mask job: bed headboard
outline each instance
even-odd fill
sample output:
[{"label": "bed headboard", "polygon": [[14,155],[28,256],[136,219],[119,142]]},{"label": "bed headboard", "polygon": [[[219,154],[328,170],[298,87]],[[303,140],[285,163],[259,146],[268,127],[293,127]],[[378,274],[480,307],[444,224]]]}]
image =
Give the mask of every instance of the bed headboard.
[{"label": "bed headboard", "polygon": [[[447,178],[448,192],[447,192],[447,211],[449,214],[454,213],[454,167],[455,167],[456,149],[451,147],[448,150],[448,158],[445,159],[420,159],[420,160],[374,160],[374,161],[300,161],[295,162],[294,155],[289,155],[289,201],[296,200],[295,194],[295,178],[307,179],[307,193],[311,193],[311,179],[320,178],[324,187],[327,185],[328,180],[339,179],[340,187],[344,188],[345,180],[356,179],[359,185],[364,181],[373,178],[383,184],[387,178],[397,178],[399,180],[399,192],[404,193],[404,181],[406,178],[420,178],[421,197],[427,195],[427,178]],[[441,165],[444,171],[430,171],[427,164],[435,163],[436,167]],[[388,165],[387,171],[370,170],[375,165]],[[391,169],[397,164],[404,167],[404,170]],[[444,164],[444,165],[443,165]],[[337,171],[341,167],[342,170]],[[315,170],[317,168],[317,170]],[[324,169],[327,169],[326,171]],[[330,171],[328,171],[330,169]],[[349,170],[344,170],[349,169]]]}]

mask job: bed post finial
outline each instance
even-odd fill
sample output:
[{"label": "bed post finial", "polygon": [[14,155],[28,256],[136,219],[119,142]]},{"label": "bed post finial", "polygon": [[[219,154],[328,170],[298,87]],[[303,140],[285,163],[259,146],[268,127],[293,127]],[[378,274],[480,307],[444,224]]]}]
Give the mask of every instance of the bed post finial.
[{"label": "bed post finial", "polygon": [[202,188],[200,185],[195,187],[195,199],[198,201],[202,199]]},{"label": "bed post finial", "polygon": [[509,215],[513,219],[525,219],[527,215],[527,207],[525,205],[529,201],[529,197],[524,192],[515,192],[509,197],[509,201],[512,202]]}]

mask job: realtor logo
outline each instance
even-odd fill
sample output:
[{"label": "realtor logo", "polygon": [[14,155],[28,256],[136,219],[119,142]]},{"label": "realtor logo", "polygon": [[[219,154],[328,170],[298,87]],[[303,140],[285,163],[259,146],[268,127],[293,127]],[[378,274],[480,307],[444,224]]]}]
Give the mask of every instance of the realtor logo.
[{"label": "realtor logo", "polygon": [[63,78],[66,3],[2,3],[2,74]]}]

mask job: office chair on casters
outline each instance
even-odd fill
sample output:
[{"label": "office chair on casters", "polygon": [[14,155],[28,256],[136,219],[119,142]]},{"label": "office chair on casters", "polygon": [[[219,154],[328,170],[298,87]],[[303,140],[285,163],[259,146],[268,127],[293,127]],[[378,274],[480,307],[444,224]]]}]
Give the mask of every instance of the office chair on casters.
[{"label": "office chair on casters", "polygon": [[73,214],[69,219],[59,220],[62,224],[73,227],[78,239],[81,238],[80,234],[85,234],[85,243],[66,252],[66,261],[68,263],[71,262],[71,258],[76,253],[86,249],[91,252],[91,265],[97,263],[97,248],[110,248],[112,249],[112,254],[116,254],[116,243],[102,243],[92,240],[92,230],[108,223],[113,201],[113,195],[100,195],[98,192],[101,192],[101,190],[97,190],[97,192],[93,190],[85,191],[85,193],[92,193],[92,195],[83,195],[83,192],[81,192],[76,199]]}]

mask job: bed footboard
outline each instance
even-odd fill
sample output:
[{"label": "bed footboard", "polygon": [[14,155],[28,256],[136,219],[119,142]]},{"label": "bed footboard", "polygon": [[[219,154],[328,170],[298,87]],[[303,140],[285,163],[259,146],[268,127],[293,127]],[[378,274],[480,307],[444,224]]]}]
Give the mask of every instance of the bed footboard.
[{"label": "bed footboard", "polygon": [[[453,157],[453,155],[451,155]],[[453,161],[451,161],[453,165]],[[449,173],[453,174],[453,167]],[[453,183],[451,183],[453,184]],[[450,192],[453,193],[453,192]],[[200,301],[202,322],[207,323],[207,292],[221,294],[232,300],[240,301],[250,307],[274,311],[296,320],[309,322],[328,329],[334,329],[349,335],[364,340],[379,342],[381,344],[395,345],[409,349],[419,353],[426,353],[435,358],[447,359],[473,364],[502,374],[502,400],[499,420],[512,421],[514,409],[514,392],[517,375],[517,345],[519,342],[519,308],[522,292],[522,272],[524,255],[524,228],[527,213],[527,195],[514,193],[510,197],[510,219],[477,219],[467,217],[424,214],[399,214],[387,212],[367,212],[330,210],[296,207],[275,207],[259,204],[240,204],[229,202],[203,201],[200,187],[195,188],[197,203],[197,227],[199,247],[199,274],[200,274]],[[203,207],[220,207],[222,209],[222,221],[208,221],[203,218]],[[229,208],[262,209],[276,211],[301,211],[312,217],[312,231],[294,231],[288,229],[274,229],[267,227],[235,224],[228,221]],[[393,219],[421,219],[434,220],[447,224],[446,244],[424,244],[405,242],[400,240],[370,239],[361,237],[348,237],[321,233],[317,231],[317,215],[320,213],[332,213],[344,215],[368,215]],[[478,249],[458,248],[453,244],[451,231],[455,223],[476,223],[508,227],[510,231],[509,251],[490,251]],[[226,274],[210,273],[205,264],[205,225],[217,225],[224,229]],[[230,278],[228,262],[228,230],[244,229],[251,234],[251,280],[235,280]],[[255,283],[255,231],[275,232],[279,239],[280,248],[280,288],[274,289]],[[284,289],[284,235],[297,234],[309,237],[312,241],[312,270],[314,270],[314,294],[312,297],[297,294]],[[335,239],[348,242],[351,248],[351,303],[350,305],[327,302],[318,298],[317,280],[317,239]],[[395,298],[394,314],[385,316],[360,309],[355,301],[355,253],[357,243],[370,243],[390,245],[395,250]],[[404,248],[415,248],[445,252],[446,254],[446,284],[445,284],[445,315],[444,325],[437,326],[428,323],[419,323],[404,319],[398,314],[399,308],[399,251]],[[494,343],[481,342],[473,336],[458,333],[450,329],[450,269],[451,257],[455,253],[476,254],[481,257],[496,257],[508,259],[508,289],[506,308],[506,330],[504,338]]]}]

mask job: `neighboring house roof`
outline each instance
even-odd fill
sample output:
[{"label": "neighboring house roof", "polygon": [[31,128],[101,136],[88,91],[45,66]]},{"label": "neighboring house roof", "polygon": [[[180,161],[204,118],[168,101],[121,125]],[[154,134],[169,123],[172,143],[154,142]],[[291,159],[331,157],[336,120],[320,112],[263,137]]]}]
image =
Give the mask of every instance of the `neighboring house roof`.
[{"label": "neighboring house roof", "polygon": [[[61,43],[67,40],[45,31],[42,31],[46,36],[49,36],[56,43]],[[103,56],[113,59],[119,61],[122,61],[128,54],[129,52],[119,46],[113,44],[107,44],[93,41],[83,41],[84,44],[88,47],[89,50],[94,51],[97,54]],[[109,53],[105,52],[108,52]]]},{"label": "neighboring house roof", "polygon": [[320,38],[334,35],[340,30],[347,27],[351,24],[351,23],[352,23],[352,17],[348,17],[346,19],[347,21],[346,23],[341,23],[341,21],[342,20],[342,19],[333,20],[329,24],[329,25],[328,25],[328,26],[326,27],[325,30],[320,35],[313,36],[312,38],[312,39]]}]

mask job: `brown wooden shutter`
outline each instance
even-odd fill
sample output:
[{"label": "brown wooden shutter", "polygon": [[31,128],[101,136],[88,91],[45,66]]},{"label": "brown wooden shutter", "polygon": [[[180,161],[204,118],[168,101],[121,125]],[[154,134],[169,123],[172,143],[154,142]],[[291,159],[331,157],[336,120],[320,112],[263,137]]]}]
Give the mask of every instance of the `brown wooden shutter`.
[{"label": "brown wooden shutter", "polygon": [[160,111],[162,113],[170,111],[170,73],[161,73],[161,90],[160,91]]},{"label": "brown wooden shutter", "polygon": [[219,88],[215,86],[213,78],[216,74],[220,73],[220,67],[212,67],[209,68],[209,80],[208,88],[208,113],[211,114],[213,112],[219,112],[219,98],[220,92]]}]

++++++++++

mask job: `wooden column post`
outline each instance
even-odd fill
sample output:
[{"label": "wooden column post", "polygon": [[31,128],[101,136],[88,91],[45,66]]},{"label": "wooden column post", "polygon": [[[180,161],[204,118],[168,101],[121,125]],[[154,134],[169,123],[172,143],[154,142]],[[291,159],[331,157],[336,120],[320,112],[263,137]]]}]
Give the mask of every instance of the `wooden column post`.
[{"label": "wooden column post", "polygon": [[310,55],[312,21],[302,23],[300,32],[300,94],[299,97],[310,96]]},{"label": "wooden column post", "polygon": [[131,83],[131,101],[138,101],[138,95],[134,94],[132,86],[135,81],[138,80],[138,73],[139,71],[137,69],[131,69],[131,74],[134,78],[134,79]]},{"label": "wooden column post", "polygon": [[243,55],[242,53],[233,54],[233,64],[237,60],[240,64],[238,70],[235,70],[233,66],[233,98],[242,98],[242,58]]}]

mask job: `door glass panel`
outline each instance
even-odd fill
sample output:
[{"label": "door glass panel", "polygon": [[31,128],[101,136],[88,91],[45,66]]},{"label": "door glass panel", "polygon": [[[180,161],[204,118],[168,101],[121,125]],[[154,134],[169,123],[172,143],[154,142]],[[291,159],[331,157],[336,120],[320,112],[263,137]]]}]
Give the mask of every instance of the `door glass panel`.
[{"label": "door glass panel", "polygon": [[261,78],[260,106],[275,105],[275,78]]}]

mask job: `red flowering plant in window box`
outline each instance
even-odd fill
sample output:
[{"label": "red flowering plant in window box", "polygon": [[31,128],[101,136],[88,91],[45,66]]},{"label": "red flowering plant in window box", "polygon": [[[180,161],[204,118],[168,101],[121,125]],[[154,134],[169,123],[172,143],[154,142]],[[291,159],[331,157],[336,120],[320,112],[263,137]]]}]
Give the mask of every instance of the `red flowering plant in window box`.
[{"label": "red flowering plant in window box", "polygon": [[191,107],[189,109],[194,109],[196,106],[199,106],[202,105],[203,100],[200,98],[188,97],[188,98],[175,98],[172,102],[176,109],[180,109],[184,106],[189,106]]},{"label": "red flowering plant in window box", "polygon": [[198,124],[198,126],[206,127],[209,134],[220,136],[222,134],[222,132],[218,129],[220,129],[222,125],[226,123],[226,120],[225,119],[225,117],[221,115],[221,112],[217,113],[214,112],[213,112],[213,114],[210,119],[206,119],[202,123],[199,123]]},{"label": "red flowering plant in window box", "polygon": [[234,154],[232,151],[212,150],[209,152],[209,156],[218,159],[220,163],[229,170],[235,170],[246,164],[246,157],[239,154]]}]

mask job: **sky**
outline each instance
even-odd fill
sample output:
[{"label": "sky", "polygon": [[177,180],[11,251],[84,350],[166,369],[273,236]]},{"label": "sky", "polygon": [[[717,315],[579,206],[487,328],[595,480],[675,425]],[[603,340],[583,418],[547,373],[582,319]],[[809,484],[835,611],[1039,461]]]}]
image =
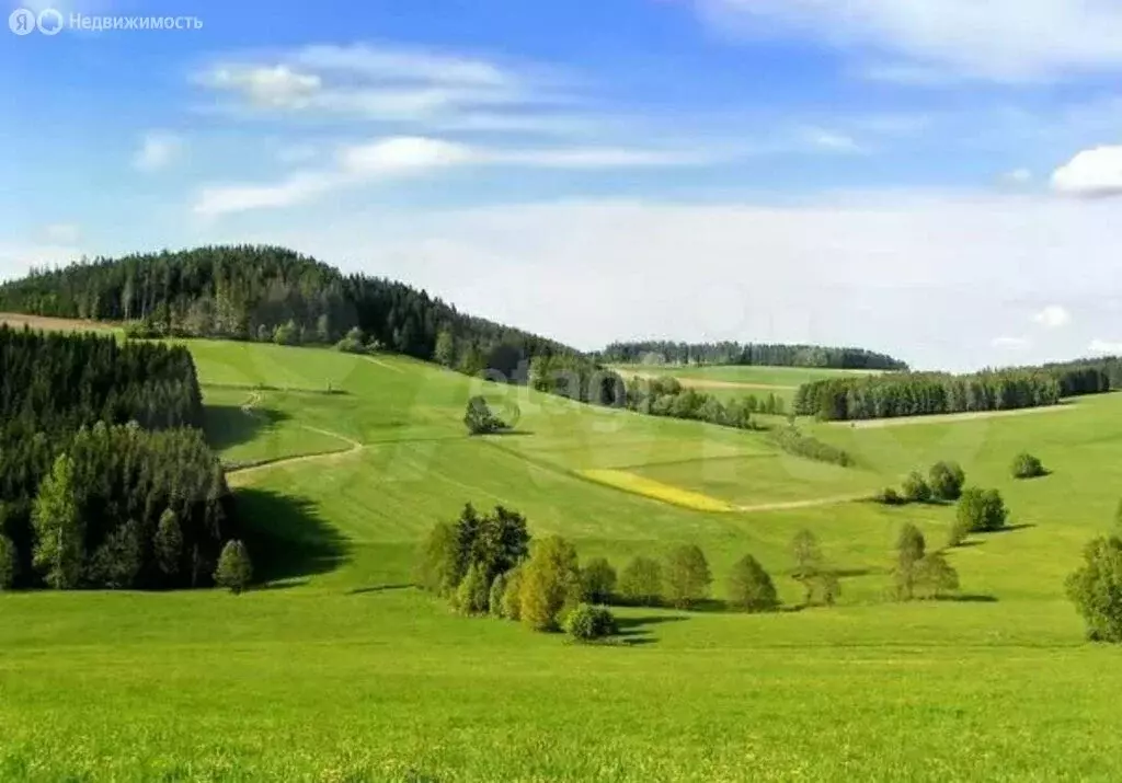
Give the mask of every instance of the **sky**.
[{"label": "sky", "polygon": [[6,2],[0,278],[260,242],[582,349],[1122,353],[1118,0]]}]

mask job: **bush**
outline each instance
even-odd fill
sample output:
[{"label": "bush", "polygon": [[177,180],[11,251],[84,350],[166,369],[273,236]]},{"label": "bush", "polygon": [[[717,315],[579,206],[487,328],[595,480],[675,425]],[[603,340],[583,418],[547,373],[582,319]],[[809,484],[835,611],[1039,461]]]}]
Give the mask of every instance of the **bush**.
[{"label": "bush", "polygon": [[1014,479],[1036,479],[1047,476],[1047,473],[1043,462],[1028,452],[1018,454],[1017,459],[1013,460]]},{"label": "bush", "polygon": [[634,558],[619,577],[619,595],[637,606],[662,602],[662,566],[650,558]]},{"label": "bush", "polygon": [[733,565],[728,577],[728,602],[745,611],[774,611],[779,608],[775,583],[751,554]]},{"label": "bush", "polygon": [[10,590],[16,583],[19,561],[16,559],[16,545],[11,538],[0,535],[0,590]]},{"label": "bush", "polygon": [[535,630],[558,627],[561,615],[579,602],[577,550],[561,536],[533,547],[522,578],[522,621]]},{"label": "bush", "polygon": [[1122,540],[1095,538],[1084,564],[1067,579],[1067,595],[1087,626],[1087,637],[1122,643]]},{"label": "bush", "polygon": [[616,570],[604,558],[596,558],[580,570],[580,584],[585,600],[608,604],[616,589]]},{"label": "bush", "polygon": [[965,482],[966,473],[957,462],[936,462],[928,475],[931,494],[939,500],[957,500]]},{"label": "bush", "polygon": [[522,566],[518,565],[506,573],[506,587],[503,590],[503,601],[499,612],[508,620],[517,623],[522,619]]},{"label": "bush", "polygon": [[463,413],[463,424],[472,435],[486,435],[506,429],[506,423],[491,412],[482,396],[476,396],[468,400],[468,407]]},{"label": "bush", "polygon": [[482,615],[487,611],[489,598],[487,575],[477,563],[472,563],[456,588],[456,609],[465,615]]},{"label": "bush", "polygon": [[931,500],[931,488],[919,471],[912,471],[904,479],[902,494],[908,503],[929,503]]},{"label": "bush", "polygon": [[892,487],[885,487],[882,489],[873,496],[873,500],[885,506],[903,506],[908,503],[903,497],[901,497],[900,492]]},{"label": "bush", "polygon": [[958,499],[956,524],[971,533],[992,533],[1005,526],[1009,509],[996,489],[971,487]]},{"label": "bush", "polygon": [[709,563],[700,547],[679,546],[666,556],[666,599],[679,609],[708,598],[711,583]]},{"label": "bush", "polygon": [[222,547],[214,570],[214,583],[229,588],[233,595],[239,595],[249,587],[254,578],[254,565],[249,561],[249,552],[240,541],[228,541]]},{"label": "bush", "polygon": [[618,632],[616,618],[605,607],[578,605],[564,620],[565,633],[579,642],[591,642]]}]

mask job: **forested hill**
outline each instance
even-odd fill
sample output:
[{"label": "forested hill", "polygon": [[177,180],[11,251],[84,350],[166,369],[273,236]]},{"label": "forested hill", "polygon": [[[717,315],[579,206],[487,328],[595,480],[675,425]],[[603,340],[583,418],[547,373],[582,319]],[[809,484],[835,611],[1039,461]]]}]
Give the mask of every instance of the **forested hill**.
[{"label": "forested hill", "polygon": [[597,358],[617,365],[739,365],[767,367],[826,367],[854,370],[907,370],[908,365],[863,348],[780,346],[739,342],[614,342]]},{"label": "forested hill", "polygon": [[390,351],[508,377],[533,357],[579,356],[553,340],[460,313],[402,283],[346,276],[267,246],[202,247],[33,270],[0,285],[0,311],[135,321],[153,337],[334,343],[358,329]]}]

++++++++++

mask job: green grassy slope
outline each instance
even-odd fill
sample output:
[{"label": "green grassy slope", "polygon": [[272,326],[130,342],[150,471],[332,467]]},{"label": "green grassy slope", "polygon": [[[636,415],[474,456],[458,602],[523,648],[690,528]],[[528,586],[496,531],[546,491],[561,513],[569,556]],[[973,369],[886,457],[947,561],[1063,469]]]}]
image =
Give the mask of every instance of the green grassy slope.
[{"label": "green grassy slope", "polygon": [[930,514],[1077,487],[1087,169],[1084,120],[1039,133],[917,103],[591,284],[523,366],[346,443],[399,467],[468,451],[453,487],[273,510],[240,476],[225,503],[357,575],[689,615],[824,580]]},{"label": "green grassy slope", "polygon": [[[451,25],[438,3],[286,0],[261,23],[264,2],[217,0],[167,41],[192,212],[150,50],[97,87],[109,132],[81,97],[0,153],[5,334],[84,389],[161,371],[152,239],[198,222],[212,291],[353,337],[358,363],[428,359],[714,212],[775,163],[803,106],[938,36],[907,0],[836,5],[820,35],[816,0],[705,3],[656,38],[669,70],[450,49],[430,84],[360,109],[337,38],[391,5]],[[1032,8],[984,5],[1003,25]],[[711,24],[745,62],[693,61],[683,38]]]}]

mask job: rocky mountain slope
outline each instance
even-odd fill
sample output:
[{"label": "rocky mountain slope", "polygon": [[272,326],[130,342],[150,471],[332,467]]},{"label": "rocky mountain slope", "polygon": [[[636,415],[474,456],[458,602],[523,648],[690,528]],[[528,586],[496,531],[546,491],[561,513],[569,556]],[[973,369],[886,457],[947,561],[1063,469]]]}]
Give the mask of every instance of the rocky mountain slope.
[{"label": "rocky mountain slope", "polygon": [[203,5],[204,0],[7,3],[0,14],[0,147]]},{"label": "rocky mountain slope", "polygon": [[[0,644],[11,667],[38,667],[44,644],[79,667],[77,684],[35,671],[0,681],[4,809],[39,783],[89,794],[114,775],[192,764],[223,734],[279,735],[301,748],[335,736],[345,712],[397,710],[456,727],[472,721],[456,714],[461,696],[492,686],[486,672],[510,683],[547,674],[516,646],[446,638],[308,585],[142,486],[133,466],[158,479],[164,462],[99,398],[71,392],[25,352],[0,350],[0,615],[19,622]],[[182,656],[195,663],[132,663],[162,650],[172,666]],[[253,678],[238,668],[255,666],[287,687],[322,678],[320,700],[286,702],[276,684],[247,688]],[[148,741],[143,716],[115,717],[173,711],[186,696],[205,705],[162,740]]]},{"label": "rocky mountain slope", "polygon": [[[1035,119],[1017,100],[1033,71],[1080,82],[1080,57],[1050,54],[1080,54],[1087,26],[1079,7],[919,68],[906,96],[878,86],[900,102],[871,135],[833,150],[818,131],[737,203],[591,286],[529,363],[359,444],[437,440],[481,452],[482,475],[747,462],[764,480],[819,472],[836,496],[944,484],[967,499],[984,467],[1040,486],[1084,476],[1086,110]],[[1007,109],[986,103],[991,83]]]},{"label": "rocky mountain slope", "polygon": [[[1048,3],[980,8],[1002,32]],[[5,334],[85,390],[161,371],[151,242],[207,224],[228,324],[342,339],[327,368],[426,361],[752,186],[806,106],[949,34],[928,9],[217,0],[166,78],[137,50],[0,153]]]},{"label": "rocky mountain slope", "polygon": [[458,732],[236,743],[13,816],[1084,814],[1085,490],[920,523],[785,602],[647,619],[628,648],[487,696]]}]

++++++++++

Format the lines between the one containing "mask job: bed footboard" and the one containing "Give the mask of every instance of the bed footboard.", inclusive, as a JSON list of strings with one string per line and blank lines omitted.

[
  "mask job: bed footboard",
  "outline each instance",
  "even-odd fill",
  "sample output:",
  "[{\"label\": \"bed footboard\", \"polygon\": [[14,155],[28,256],[136,219],[119,142]]},{\"label\": \"bed footboard\", \"polygon\": [[[219,154],[328,170],[298,87]],[[303,140],[285,163],[259,146],[268,127],[293,127]],[[378,274],[480,307],[444,224]]]}]",
  "Give the mask of every instance of the bed footboard."
]